▶ **DATASET CONTENT**:

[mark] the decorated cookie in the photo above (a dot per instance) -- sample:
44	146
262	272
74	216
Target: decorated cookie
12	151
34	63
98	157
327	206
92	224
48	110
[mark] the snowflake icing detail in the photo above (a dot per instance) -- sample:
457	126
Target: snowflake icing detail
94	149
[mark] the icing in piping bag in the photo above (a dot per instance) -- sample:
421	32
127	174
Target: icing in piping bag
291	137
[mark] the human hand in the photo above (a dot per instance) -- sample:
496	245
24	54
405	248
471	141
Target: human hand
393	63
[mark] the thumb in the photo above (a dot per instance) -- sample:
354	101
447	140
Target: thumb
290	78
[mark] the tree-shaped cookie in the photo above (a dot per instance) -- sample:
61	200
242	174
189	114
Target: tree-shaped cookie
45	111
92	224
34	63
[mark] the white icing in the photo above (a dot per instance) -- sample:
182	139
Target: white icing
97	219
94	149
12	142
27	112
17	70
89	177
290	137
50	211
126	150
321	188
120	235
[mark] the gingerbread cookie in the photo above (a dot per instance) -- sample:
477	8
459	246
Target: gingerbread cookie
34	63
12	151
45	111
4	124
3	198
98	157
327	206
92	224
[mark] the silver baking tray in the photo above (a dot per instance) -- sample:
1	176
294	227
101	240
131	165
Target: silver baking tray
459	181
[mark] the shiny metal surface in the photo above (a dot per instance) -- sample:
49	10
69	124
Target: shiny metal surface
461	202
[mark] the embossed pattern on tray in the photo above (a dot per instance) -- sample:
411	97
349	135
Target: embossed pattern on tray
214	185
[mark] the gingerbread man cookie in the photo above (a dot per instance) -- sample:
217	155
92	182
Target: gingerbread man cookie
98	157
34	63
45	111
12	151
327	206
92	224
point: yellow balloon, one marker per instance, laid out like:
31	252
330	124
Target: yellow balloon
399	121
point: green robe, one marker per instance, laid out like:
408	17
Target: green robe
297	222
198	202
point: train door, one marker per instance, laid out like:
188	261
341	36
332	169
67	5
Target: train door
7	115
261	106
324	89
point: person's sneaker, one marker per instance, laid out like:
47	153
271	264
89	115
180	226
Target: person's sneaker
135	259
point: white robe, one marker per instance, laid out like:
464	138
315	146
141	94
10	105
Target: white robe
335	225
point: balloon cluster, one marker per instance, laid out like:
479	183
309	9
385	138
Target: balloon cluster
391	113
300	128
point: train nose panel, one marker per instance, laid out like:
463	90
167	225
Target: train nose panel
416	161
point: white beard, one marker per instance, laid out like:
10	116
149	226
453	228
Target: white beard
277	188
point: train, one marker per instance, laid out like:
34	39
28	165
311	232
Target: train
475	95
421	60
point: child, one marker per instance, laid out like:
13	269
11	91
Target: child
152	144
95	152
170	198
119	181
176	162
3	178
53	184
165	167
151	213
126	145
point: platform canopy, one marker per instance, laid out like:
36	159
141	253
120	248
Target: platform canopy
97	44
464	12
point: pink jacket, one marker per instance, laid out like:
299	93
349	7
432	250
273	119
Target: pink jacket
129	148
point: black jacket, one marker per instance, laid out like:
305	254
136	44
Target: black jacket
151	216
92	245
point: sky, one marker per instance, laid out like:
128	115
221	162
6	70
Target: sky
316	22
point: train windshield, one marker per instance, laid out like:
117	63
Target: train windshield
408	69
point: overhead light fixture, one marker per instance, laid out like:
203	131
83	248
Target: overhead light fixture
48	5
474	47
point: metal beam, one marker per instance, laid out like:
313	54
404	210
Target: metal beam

▶ **PROBLEM TO WORK ON**: Repeat exactly, and only, the lines from the line containing "point: balloon cluster, one" through the last line of the records above, both included.

▶ **EXERCISE ANSWER**:
point: balloon cluster, one marker per instance, laid out like:
479	183
309	9
385	138
Target: balloon cluster
391	113
300	128
point: train nose panel, one marker per instance, laid out like:
463	90
167	225
Target: train nose panel
416	161
point: white beard, one marker per instance, laid out like:
10	116
149	226
453	228
Target: white beard
277	188
point: train, one marker per instance, laid out like:
34	39
28	165
311	232
Target: train
475	95
421	60
point: child, one marker per instance, laid out like:
13	269
11	91
Target: child
152	144
95	152
170	198
119	181
176	162
3	178
53	184
165	167
151	213
126	145
point: platform canopy, one marker per instance, laid out like:
36	159
141	253
120	248
Target: platform canopy
97	44
464	12
point: pink jacket, one marker per instance, laid out like:
299	93
349	7
432	250
273	119
Target: pink jacket
129	148
point: black jacket, one marker per instance, laid out like:
305	254
136	44
Target: black jacket
151	216
92	245
point: sky, one marker per instance, laid out like:
128	115
221	162
6	70
Target: sky
316	22
point: train windshield, one marker per instance, laid out like:
117	63
Target: train windshield
408	69
point: overhead light fixture, one marker per instance, laid out like:
203	131
83	248
Target: overhead light fixture
48	5
474	47
point: metal beam, one marker per instance, laid out like:
313	54
404	210
Target: metal beam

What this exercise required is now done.